> _Exercise_
Write out every line of the material exactly as it appears.

> _Task inputs_
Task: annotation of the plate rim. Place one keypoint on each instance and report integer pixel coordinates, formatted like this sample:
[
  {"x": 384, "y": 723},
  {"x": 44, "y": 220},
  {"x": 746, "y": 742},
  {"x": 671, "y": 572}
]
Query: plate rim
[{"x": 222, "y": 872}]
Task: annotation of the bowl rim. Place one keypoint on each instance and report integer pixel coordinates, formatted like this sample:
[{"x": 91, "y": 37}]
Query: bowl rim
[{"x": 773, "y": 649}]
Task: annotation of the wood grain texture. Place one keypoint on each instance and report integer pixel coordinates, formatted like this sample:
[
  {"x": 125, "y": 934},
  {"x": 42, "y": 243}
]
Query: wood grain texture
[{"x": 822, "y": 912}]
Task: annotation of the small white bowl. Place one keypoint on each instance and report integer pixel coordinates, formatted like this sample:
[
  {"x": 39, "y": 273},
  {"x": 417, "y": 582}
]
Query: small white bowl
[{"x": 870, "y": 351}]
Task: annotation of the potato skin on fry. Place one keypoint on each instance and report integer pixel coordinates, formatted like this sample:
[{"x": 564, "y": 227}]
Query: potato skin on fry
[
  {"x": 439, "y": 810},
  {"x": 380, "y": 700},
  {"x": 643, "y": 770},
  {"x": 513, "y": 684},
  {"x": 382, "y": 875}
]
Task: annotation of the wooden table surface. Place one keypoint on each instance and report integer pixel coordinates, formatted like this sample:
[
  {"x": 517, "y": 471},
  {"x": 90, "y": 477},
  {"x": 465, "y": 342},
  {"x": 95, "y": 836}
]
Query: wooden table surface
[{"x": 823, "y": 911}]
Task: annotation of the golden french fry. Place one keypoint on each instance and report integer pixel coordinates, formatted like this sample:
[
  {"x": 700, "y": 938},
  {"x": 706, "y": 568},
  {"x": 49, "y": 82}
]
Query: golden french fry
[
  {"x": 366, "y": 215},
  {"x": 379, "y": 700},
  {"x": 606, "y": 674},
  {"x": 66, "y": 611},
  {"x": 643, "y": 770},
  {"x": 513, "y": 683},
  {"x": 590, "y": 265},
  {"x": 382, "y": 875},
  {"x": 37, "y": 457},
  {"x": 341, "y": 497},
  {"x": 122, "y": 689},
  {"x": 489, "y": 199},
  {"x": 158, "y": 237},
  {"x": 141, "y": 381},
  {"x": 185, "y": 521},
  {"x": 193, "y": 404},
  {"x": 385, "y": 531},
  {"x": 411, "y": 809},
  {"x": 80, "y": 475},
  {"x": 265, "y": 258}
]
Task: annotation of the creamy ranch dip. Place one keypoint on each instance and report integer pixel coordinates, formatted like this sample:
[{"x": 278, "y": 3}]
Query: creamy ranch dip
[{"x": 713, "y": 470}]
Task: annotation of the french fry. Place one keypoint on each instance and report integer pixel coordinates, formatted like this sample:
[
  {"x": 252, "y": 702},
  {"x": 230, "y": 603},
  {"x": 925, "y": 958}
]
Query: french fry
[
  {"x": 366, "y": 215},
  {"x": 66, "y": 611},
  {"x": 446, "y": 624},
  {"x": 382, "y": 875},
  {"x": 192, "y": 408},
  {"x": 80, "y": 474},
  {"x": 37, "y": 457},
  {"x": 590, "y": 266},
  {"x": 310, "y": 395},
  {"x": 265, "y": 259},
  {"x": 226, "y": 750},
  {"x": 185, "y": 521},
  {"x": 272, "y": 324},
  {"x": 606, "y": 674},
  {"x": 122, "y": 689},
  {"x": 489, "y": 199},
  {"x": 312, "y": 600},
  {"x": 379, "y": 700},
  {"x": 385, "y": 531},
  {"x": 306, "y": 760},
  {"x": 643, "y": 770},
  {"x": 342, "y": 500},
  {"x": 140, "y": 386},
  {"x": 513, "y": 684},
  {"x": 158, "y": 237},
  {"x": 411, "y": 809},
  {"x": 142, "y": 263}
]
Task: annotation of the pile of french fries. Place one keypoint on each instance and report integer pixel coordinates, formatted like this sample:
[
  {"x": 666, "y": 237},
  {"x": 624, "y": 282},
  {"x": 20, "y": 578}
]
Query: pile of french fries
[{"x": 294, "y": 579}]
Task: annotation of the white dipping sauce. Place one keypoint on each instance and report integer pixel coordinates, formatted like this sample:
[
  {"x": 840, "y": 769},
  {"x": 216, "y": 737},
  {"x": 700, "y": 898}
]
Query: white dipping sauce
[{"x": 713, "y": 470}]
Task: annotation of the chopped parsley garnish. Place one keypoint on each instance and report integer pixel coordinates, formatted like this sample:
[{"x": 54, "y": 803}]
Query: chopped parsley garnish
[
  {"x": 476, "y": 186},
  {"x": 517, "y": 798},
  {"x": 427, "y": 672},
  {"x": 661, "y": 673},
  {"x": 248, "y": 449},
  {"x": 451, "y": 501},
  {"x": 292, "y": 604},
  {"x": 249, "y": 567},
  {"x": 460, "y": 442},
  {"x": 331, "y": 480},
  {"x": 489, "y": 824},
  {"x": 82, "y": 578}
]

> _Result of this exercise_
Task: annotation of the plate rim. Place one keypoint on each instance and report integer pixel coordinates, formatted like this sample:
[
  {"x": 384, "y": 723},
  {"x": 44, "y": 220},
  {"x": 746, "y": 742},
  {"x": 671, "y": 572}
]
Query: plate rim
[{"x": 222, "y": 872}]
Task: annotation of the bowl rim. Place one keypoint on each instance and report integer pixel coordinates, formatted like this sample:
[{"x": 91, "y": 37}]
Query: bowl rim
[{"x": 773, "y": 649}]
Task: annotation of the wood grain texture. Place one keypoint on each instance and report integer pixel coordinates, formatted like this sample:
[
  {"x": 125, "y": 934},
  {"x": 42, "y": 243}
]
Query: wood grain texture
[{"x": 822, "y": 912}]
Task: annotation of the small white bowl. Place one keypoint on each instance and report integer pixel coordinates, formatted like this sample:
[
  {"x": 39, "y": 273},
  {"x": 417, "y": 582}
]
Query: small white bowl
[{"x": 870, "y": 351}]
Task: annotation of the potato skin on fry. Place one keypoint on each instance and report integer pixel coordinates, formatted like this sample:
[{"x": 564, "y": 227}]
Query: potato skin on fry
[
  {"x": 439, "y": 810},
  {"x": 380, "y": 700},
  {"x": 643, "y": 770},
  {"x": 513, "y": 684},
  {"x": 382, "y": 875}
]
Task: annotation of the wooden table surface. Place one keypoint on each instance and report integer pixel coordinates, formatted like this sample:
[
  {"x": 517, "y": 471},
  {"x": 90, "y": 477},
  {"x": 465, "y": 342},
  {"x": 95, "y": 836}
]
Query: wooden table surface
[{"x": 823, "y": 911}]
Task: annotation of the golden french fry. Place one keypoint on each instance and report integer pixel coordinates, formatted like this sample:
[
  {"x": 700, "y": 938},
  {"x": 706, "y": 568},
  {"x": 49, "y": 82}
]
Query: golden french fry
[
  {"x": 366, "y": 215},
  {"x": 379, "y": 700},
  {"x": 606, "y": 674},
  {"x": 66, "y": 611},
  {"x": 643, "y": 770},
  {"x": 513, "y": 683},
  {"x": 590, "y": 265},
  {"x": 382, "y": 875},
  {"x": 37, "y": 457},
  {"x": 341, "y": 497},
  {"x": 122, "y": 689},
  {"x": 489, "y": 199},
  {"x": 158, "y": 237},
  {"x": 141, "y": 381},
  {"x": 185, "y": 521},
  {"x": 193, "y": 404},
  {"x": 385, "y": 531},
  {"x": 411, "y": 809},
  {"x": 80, "y": 475},
  {"x": 265, "y": 258}
]
Task: annotation of the creamy ranch dip. Place one keypoint on each instance and report integer pixel coordinates, formatted like this sample:
[{"x": 278, "y": 3}]
Query: creamy ranch dip
[{"x": 713, "y": 470}]
Task: annotation of the french fry. Place one keypoint on each instance and report integer pixel coordinates, formatted like this sample:
[
  {"x": 252, "y": 702},
  {"x": 230, "y": 603},
  {"x": 925, "y": 958}
]
Query: french fry
[
  {"x": 366, "y": 215},
  {"x": 66, "y": 611},
  {"x": 446, "y": 624},
  {"x": 382, "y": 875},
  {"x": 192, "y": 408},
  {"x": 80, "y": 474},
  {"x": 37, "y": 457},
  {"x": 590, "y": 266},
  {"x": 310, "y": 395},
  {"x": 265, "y": 259},
  {"x": 226, "y": 750},
  {"x": 185, "y": 521},
  {"x": 272, "y": 324},
  {"x": 606, "y": 674},
  {"x": 122, "y": 689},
  {"x": 489, "y": 199},
  {"x": 312, "y": 600},
  {"x": 379, "y": 700},
  {"x": 385, "y": 531},
  {"x": 306, "y": 760},
  {"x": 643, "y": 770},
  {"x": 342, "y": 500},
  {"x": 140, "y": 386},
  {"x": 513, "y": 684},
  {"x": 158, "y": 237},
  {"x": 411, "y": 809},
  {"x": 142, "y": 263}
]
Task: annotation of the pile of french fries. Place one keypoint on each instance and report integer pixel coordinates, formatted like this sample:
[
  {"x": 666, "y": 237},
  {"x": 624, "y": 282},
  {"x": 20, "y": 578}
]
Query: pile of french fries
[{"x": 294, "y": 579}]
Task: annotation of the white dipping sauce. Place one keypoint on each instance and report integer pixel coordinates, formatted like this sample:
[
  {"x": 840, "y": 769},
  {"x": 216, "y": 737},
  {"x": 700, "y": 898}
]
Query: white dipping sauce
[{"x": 713, "y": 470}]
Task: annotation of the chopped parsley garnish. Place one keypoint on each instance and report integer pixel coordinates, formatted like this sample:
[{"x": 54, "y": 803}]
Query: chopped parsley garnish
[
  {"x": 476, "y": 186},
  {"x": 517, "y": 798},
  {"x": 427, "y": 672},
  {"x": 661, "y": 673},
  {"x": 248, "y": 449},
  {"x": 451, "y": 501},
  {"x": 292, "y": 604},
  {"x": 249, "y": 567},
  {"x": 460, "y": 442},
  {"x": 331, "y": 480},
  {"x": 489, "y": 824},
  {"x": 82, "y": 578}
]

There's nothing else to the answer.